Excerpt provided »

•••

To improve the resilience of the model to experimental modifications, we analyzed the effect of including modified examples in the training data. For example, to improve the performance of our model against baseline noise on the triclinic system, we trained a 1D-CNN with data that had variable baseline noise. We focus only on improving the performance against multiple phases, baseline noise and peak broadening, since random intensity modulation and zero shifting have little impact on predictive performance (Table 3[link]).

For each type of modification, we consider four tests which constitute all possible choices of training and testing on unmodified (NM) and modified (M) data. The results are shown graphically in Fig. 3[link] for the cubic and triclinic crystal systems. More complete information for all crystal systems is presented in Tables 4[link] and 5[link].

Table 4
MAPE for 1D-CNNs trained and tested on modified data

Incorporating modifications into the training set reduces the MAPE for baseline noise, broadening and multiphase impurities. Null refers to predictions based on the mean lattice parameters of the data set. Perfect refers to training and testing on unmodified data and is intended as a control.

Symmetry Null Perfect Broaden Baseline Impurities
Cubic 51.49 7.55 3.4 5.2 9.4
Hexagonal 47.37 7.35 8.0 10.2 13.6
Trigonal 46.58 15.72 15.8 16.9 22.9
Tetragonal 48.77 11.56 12.6 15.6 18.2
Orthorhombic 29.94 10.06 10.3 11.5 17.46
Monoclinic 24.76 11.79 12.4 12.3 16.02
Triclinic 20.06 3.11 3.7 4.6 10.48

Table 5
MAPE for 1D-CNNs trained on modified data and tested on unmodified data

Prediction is generally worse relative to the perfect condition. However, some classical ML augmentation improvements are apparent for the broadening condition. Null refers to predictions based on the mean lattice parameters of the data set. Perfect refers to training and testing on unmodified data and is intended as a control.

Symmetry Null Perfect Broaden Baseline Impurities
Cubic 51.49 7.55 3.1 4.4 9.9
Hexagonal 47.37 7.35 8.5 10.0 13.5
Trigonal 46.58 15.72 16.7 15.5 20.0
Tetragonal 48.77 11.56 13.0 16.5 17.5
Orthorhombic 29.94 10.06 9.5 10.3 15.71
Monoclinic 24.76 11.79 12.6 11.6 13.5
Triclinic 20.06 3.11 3.1 3.8 7.5
[Figure 3]
Figure 3
The impact of (a), (b) broadening, (c), (d) baseline noise and (e), (f) multiple impurity phases on ML predictions for unit-cell lengths for (left-hand column) cubic and (right-hand column) triclinic crystal systems. NM refers to a pattern with no modifications and M refers to a pattern with the corresponding experimental modification. The notation A/B indicates training with modification A (NM or M) and testing with modification B (NM or M). The null column is a prediction based on the mean lattice parameters of the data set. The performance of ML models is greatly improved when training and testing with modifications (M/M) relative to training on unmodified data and testing on modified data (NM/M).

•••

Data shown »
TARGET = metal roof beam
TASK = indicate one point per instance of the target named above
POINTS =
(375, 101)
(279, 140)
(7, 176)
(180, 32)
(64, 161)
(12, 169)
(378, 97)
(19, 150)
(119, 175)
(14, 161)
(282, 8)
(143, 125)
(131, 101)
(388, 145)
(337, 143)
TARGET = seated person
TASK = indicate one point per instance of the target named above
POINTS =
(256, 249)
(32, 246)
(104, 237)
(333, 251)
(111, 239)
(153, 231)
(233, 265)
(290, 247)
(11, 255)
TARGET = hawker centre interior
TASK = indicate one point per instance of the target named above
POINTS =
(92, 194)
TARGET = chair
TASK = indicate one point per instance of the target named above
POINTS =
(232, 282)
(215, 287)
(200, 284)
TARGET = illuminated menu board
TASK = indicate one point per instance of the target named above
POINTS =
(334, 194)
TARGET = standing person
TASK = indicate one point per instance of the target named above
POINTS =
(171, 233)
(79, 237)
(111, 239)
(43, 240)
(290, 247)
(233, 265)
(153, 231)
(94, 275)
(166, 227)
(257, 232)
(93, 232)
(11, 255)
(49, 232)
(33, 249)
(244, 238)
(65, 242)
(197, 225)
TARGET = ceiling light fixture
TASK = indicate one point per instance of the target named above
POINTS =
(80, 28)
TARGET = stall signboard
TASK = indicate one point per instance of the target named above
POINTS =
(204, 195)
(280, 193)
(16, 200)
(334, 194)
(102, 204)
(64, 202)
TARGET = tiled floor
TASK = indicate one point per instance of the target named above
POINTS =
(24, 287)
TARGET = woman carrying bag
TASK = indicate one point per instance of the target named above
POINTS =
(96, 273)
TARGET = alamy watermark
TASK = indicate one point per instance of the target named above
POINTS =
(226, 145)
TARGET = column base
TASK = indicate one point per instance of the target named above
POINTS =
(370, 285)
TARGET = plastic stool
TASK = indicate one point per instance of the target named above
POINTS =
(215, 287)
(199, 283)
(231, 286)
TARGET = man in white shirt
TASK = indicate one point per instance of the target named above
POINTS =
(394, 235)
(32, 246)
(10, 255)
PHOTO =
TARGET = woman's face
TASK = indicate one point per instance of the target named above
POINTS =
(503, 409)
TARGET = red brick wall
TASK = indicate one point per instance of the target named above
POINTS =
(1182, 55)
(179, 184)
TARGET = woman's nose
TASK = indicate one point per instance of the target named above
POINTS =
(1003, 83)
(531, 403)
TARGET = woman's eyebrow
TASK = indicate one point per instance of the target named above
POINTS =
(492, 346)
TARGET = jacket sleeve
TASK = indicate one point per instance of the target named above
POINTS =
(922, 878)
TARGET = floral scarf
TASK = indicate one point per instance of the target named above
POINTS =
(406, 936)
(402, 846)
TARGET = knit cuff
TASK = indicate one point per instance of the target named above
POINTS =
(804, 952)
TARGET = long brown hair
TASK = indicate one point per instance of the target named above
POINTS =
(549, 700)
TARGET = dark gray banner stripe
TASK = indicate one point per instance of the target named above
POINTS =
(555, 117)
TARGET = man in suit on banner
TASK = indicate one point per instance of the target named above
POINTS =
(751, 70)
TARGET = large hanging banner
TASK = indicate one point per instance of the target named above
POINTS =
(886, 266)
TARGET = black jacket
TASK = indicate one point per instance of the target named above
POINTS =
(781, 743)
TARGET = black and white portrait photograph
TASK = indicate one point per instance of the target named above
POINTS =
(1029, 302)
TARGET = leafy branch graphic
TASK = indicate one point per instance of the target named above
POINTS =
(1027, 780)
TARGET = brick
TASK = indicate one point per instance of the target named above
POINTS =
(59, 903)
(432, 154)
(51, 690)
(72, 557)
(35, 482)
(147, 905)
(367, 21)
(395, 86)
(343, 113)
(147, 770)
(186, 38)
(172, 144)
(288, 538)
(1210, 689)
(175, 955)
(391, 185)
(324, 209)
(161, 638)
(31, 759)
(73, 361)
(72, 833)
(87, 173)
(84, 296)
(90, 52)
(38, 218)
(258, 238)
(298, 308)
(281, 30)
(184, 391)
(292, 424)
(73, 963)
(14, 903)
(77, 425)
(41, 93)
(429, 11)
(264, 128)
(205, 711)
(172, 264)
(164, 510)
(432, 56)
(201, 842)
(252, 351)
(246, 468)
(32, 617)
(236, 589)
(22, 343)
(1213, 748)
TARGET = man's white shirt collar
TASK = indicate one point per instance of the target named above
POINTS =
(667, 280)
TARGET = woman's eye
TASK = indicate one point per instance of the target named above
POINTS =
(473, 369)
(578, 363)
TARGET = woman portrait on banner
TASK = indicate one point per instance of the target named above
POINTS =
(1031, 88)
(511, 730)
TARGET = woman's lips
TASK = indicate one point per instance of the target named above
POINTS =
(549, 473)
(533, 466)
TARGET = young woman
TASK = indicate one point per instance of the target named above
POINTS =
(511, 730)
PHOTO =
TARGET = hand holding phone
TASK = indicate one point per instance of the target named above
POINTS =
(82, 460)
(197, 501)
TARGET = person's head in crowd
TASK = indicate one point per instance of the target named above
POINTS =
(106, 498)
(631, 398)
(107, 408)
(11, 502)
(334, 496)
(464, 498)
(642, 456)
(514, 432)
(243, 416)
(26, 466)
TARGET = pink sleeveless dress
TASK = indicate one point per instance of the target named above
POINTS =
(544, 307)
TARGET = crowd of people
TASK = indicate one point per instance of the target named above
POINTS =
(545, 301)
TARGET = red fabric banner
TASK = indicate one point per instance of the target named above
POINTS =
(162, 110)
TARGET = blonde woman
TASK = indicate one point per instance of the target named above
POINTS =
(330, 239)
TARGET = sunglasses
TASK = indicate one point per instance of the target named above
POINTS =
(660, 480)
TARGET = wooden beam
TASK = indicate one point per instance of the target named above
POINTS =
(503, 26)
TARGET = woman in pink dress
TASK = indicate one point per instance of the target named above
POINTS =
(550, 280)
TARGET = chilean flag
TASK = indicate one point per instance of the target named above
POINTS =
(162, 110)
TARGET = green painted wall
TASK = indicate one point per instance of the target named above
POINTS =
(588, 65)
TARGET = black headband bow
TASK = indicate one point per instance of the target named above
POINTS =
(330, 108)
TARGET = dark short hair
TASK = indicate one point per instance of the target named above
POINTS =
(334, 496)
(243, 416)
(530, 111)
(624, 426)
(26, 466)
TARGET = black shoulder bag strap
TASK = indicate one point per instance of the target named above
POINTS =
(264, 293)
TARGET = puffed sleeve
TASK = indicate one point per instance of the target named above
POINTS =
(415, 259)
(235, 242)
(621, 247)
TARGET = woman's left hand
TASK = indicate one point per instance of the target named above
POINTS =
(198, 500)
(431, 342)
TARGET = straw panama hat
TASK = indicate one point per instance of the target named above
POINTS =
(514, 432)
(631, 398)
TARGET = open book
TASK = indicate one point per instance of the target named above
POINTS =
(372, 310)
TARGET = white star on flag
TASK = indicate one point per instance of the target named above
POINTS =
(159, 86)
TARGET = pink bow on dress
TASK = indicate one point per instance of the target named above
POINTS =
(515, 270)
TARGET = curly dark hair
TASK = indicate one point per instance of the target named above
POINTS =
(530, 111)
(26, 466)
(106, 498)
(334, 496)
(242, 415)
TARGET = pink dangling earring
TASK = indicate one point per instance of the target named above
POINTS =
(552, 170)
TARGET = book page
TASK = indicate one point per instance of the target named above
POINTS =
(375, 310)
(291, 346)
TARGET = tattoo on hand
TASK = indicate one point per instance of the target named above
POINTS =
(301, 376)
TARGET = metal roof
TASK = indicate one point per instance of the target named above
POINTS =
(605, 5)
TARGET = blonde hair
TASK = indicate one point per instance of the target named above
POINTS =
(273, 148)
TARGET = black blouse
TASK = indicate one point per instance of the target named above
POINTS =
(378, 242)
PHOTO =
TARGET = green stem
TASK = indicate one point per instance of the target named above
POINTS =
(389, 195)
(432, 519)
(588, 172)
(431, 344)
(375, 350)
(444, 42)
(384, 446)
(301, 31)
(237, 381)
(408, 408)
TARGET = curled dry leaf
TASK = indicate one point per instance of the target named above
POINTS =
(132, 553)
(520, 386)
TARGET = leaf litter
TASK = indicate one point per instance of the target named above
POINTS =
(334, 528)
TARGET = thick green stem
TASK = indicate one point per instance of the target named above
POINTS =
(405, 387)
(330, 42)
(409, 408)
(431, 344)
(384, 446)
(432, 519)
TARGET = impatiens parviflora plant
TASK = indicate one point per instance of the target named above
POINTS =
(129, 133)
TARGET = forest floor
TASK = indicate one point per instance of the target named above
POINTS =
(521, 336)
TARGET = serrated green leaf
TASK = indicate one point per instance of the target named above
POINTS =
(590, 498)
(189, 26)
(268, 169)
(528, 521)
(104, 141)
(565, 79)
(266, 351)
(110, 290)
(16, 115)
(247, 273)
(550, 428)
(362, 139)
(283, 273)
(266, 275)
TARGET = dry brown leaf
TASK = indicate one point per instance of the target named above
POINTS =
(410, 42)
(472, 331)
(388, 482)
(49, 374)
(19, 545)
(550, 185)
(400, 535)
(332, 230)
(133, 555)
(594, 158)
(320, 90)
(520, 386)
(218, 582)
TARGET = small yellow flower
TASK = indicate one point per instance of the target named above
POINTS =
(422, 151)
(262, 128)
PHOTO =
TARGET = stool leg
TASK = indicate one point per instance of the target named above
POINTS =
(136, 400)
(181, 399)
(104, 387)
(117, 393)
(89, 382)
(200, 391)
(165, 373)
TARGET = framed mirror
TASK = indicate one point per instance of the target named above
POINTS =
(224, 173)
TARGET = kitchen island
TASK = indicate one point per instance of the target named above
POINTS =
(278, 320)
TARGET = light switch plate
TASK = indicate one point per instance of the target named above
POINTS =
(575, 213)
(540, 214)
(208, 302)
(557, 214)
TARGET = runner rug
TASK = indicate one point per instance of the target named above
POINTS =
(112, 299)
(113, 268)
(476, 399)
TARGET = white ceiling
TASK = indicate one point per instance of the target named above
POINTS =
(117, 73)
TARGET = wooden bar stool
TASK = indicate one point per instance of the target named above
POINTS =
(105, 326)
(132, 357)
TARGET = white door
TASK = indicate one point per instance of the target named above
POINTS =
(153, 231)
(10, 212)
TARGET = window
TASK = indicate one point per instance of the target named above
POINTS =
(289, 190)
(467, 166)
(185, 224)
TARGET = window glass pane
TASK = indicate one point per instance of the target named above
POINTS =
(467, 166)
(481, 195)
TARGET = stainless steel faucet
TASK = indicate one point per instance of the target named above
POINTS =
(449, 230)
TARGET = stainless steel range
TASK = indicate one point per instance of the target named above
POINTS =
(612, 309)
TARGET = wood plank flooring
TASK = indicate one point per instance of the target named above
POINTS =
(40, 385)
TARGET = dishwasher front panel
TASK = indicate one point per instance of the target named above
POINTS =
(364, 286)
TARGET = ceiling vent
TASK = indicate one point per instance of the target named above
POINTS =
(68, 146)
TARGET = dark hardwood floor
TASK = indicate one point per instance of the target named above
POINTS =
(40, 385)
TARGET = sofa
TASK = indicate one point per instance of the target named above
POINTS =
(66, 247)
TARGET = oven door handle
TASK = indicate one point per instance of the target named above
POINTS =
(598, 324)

•••

Task to complete » Carry on the excerpt about training 1D-CNNs on modified patterns to predict unit-cell lengths, starting right after the closing sentence of the Figure 3 caption.

Task response »
For the experimental broadening condition, we find that it is possible to stabilize greatly the predictions for all crystal systems. For example, the MAPE for the triclinic system is more than four times lower for training and testing on modified data versus training on unmodified data and testing on modified data [Fig. 3[link](a)]. Interestingly, we find that training on data with broadening even helps prediction on unmodified data; this is indicative of classical augmentation improvement effects that are often seen in training ML models (Perez & Wang, 2017[Perez, L. & Wang, J. (2017). arXiv: 1712.04621.]). In short, our analysis suggests that it should be relatively easy to stabilize predictions against peak broadening by incorporating the broadening modification into the training set.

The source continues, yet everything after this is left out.